(WORK TO BE COMPLETED)
Below are records; reproduce exactly the lines from the one containing "[tag] woman in peach" through the end, both included, and only those.

(SUPPLIED RECORDS)
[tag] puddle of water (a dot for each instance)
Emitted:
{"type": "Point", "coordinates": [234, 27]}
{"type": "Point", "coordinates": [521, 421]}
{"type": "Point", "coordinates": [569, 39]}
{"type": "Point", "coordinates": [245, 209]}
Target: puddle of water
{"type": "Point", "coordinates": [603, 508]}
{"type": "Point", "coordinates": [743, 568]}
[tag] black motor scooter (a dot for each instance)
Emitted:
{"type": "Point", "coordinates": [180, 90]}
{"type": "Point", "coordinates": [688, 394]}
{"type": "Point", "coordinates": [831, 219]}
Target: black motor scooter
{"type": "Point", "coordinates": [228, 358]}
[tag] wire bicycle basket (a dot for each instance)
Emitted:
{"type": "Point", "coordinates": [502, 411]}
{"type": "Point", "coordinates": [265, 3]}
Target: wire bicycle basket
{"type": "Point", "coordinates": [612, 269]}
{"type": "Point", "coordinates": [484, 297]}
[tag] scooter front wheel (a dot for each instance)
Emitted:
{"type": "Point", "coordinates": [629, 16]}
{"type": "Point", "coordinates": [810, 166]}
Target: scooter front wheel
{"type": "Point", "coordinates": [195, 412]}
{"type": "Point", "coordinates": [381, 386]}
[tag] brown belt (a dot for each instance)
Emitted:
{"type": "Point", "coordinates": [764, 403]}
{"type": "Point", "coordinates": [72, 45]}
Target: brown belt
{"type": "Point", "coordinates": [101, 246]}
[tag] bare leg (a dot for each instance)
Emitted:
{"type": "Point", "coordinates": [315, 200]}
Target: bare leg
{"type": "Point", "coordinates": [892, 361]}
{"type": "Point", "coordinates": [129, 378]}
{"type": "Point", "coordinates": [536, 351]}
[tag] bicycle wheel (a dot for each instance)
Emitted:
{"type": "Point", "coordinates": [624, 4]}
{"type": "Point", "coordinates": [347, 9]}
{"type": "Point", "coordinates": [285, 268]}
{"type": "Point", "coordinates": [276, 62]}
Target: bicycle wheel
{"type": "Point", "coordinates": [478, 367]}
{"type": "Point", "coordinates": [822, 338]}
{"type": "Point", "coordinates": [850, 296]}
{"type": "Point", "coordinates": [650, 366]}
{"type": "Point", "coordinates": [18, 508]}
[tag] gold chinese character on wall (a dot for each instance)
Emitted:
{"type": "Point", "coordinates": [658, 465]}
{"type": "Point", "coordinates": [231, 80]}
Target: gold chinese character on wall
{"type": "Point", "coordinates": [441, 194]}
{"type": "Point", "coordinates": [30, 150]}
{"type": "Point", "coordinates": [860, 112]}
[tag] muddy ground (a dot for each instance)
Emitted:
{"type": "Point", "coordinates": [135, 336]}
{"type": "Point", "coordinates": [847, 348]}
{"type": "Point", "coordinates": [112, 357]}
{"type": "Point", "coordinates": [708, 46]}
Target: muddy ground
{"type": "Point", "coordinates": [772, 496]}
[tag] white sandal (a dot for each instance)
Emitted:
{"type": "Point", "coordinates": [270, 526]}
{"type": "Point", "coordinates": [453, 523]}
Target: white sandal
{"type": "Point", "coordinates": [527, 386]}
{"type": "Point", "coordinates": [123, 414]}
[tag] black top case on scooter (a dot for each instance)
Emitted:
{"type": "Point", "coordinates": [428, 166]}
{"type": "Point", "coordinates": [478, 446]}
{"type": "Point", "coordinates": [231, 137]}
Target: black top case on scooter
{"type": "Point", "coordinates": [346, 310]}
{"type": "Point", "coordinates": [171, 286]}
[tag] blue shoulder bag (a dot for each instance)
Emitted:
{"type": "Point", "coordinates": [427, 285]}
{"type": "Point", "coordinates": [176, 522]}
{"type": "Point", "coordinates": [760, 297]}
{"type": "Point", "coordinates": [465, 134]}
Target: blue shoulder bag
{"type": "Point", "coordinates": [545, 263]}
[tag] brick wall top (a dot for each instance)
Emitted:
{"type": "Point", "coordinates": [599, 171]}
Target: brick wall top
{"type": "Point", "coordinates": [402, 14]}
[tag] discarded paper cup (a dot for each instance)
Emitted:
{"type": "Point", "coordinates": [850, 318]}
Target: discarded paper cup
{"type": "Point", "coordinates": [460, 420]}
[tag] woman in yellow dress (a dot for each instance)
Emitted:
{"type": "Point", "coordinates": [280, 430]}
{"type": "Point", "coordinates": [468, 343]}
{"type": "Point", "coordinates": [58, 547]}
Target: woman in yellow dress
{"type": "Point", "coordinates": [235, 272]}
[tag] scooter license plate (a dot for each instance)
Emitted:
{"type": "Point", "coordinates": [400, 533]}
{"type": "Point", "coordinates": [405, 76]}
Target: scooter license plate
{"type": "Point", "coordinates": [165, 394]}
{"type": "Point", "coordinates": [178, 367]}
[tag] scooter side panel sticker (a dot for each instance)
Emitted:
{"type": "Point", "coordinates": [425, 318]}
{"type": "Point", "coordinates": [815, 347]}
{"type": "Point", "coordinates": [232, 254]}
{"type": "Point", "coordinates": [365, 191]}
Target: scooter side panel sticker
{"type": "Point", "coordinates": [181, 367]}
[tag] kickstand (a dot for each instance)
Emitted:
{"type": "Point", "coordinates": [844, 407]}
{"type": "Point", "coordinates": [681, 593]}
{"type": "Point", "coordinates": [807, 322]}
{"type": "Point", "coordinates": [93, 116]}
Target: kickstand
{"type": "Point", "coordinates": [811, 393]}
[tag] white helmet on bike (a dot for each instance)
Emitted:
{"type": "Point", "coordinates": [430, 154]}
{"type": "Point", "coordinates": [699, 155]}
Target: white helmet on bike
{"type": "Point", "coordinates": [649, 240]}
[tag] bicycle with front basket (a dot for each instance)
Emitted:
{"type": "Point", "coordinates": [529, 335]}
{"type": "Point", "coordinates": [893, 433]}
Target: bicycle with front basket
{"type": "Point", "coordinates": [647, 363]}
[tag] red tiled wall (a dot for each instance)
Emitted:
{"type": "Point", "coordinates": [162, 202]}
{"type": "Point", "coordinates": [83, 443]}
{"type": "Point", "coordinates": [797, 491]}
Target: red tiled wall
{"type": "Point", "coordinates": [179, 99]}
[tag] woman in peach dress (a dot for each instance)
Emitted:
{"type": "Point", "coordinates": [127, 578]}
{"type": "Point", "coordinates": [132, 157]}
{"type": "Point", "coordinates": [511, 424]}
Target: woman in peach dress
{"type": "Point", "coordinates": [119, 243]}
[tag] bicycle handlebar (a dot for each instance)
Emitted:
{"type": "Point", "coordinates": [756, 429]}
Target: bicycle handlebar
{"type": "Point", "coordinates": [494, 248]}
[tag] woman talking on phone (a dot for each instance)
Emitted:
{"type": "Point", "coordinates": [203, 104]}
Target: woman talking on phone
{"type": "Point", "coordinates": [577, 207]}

(EXERCISE RESULT)
[tag] woman in peach dress (a dot for each instance)
Emitted:
{"type": "Point", "coordinates": [127, 578]}
{"type": "Point", "coordinates": [132, 157]}
{"type": "Point", "coordinates": [511, 424]}
Target: woman in peach dress
{"type": "Point", "coordinates": [119, 243]}
[tag] bicycle handlebar (a dot for each instance)
Emitted:
{"type": "Point", "coordinates": [756, 429]}
Target: bicycle handlebar
{"type": "Point", "coordinates": [494, 248]}
[tag] woman talking on phone (a dot for each instance)
Emitted:
{"type": "Point", "coordinates": [203, 104]}
Target: woman talking on phone
{"type": "Point", "coordinates": [577, 207]}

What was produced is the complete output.